Directions — Return the records that follow, unchanged and complete.

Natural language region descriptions
_ _ _ _ _ _ _
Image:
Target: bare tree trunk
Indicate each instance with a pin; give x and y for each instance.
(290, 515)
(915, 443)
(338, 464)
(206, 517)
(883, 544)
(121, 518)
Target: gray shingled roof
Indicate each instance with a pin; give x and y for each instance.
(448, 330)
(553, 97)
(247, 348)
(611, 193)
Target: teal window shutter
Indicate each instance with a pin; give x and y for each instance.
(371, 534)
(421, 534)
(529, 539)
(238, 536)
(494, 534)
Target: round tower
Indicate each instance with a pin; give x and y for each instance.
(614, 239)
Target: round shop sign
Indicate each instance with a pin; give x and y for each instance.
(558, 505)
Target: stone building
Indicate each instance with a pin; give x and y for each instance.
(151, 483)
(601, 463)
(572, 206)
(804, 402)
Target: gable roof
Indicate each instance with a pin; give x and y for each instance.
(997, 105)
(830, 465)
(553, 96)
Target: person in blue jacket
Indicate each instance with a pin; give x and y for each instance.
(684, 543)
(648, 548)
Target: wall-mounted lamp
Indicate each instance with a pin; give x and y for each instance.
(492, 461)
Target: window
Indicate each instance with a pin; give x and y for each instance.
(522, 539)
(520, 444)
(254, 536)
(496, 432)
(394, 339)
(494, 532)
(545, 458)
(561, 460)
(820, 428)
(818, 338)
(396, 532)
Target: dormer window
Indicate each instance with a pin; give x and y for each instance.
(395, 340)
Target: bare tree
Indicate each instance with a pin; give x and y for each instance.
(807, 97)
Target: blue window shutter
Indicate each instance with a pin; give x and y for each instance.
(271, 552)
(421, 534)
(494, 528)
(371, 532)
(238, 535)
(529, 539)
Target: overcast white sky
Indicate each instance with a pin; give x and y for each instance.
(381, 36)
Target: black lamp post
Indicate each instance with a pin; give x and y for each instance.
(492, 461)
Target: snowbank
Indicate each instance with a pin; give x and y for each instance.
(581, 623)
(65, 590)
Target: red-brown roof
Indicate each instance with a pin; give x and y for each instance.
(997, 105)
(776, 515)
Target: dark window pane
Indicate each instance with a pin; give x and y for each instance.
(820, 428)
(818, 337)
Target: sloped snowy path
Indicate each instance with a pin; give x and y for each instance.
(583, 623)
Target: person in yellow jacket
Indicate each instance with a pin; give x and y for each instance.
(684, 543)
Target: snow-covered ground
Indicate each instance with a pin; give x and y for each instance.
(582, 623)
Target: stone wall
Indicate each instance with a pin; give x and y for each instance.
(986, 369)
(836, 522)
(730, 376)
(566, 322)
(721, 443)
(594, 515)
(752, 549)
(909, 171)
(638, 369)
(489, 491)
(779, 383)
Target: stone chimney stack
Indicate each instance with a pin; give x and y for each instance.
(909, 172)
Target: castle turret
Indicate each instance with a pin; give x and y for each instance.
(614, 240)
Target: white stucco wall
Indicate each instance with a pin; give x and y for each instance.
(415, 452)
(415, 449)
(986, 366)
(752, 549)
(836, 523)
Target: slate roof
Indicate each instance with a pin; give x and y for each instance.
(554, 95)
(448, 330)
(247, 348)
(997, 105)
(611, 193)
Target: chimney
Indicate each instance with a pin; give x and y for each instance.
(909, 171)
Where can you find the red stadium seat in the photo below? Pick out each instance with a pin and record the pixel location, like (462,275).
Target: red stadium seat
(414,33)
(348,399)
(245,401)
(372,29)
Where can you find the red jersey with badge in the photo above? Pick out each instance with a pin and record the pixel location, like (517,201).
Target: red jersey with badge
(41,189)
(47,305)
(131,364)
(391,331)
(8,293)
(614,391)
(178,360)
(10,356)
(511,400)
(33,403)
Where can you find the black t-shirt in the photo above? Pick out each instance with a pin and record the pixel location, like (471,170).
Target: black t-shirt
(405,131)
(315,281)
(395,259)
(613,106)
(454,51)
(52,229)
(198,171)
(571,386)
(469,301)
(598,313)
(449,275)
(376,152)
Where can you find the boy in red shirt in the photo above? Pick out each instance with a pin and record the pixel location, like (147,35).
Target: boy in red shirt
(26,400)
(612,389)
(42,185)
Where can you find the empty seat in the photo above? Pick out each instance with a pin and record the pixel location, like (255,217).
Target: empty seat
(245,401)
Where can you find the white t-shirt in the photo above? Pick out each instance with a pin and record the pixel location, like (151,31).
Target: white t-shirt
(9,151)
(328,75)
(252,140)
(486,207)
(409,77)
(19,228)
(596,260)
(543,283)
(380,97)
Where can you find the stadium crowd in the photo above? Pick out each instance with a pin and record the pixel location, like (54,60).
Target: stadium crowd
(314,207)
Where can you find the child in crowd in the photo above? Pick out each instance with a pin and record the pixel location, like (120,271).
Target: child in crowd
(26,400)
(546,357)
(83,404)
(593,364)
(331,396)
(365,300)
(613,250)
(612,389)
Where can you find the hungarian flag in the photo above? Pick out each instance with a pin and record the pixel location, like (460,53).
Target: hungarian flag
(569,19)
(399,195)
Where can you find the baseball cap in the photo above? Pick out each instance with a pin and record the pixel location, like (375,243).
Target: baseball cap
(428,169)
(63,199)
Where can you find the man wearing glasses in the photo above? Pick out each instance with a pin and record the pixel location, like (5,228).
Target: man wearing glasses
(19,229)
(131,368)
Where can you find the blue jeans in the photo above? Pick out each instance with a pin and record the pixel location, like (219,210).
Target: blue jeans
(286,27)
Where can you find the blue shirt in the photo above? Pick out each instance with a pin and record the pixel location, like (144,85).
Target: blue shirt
_ _ _ _ _ _ _
Task solution —
Image:
Target: bare tree trunk
Indicate each instance with a pin; give x and y for each instance.
(290, 515)
(915, 443)
(338, 464)
(206, 517)
(883, 544)
(121, 518)
Target: gray shingled roof
Indicate each instance with a pin; give x and y for each instance.
(448, 330)
(553, 97)
(247, 348)
(611, 193)
Target: teal window shutter
Indicate each instance with a pin; give x and y for each instance.
(371, 534)
(421, 534)
(529, 539)
(238, 536)
(494, 534)
Target: round tower
Indicate each instance with a pin; give x and y for each instance.
(614, 239)
Target: round shop sign
Indicate each instance with a pin; give x and y for each instance.
(558, 505)
Target: stone building
Indicate each instance with a pin; give x and y for each instance.
(151, 483)
(601, 463)
(572, 206)
(804, 402)
Target: gable roof
Indicate each instance with a pin; give x and y for each instance.
(997, 105)
(830, 465)
(553, 96)
Target: person in blue jacket
Indicate each instance with a pin; give x and y for each instance.
(684, 543)
(648, 548)
Target: wall-mounted lamp
Indicate each instance with a pin; give x and y for each instance.
(492, 461)
Target: window
Indicate each instance with a pin; give x and y for each instance.
(522, 539)
(520, 444)
(254, 536)
(496, 432)
(394, 339)
(494, 532)
(545, 458)
(561, 460)
(820, 428)
(818, 338)
(396, 532)
Target: dormer window
Indicate each instance with a pin; give x and y for each instance.
(395, 340)
Target: bare tree
Indicate each instance with a pin; give x and y for each instance.
(807, 97)
Target: blue window shutter
Indicate each instance with a pin; give x and y for each instance.
(271, 552)
(421, 534)
(494, 528)
(371, 532)
(238, 535)
(529, 539)
Target: overcast white sky
Indicate each instance with a pin; give x and y for each instance.
(381, 36)
Target: black lamp post
Indicate each instance with a pin; give x and y for each instance.
(492, 461)
Target: snowbank
Indicate each instance with a pin; give x and y for each instance.
(581, 623)
(65, 590)
Target: red-brown roof
Indicate each instance with a pin; give x and y for each instance.
(997, 105)
(776, 515)
Target: dark window pane
Indicate each instance with a pin; give x and y for each instance.
(820, 428)
(818, 337)
Target: sloped snowy path
Indicate each instance with a pin; give x and y for each instance.
(583, 623)
Target: person in yellow jacket
Indicate each instance with a pin; give x and y for each instance.
(684, 543)
Target: snow-covered ground
Indicate each instance with a pin; give x and y for each instance.
(582, 623)
Target: stone wall
Indicate each instance with a pin; give x and y for each instance.
(986, 369)
(836, 522)
(730, 376)
(566, 322)
(721, 443)
(594, 515)
(752, 549)
(909, 171)
(638, 369)
(489, 491)
(779, 383)
Target: stone chimney stack
Indicate each instance with a pin; give x and y for each instance.
(909, 172)
Target: castle turret
Indicate each instance with a pin; give x and y for each instance.
(614, 240)
Target: white stucco wall
Indicate each instance with a pin; give x and y for each instance.
(415, 452)
(415, 449)
(986, 366)
(752, 549)
(836, 523)
Target: slate roof
Indicate each instance with a pin; give x and y for each instance.
(554, 95)
(448, 330)
(247, 348)
(997, 105)
(611, 193)
Target: chimney
Indicate each instance with a pin; give x and y for each instance.
(909, 171)
Where can you find the red stadium seat in the photo below? Pick out each instance with a pin and record the pixel location, like (462,275).
Target: red stadium seat
(414,33)
(348,399)
(245,401)
(372,29)
Where can you find the red jersey with badge in the photo above? Pick out each instance with a pin and record the pixel location, like (517,201).
Target: red jersey with badge
(41,189)
(47,305)
(131,364)
(391,331)
(8,293)
(614,391)
(178,360)
(10,356)
(511,400)
(33,403)
Where can you find the black t-shirt in the photo above? Pick out each instance with a pin and record the pixel location, like (471,170).
Target: black t-shirt
(405,131)
(315,281)
(395,259)
(613,106)
(454,51)
(52,229)
(198,171)
(571,386)
(469,301)
(598,313)
(449,275)
(376,152)
Where can you find the boy in red shirt in the photo above? Pick out each instance with a pin and record the pixel location, like (147,35).
Target: boy in red shirt
(26,400)
(612,389)
(42,185)
Where can you find the empty seat in the photo above? Pick out each instance with a pin and record the pixel location, like (255,217).
Target: empty seat
(245,401)
Where can you find the white t-shirt in the photo above? Pick out each instance with a pin and record the pixel location, like (151,31).
Target: white t-shirt
(9,151)
(328,75)
(252,140)
(486,207)
(409,77)
(19,228)
(596,260)
(543,283)
(380,97)
Where can you find the stadium crowd in the photo above? Pick out each instance with a pin and record the pixel location, like (54,60).
Target: stadium crowd
(314,207)
Where can you find the child in crowd in the photo above? Pick out each instance with a pin and record the pixel location, like (120,271).
Target: child in crowd
(26,400)
(546,357)
(83,404)
(593,364)
(331,396)
(365,300)
(613,250)
(612,389)
Where can you find the hungarian flag in the photo above? Pick out each instance with a pin and record the pixel location, like (460,53).
Target: hungarian flag
(569,19)
(399,195)
Where can you find the baseball cap in the photo above? Pick out each instance with a pin and record the pixel location, like (375,243).
Target: baseball cap
(428,169)
(63,199)
Where can you find the man wearing glasses in the photo above? Pick out each instance with a pin and record the pixel location, like (5,228).
Target: man wearing glasses
(19,229)
(131,368)
Where can you find the blue jeans in the photo above? Pick out each instance with a pin and record the pixel location, like (219,210).
Target: blue jeans
(286,27)
Where can you find the blue shirt in the photo above? Pick out each instance with a pin and record the pixel location, like (144,85).
Target: blue shirt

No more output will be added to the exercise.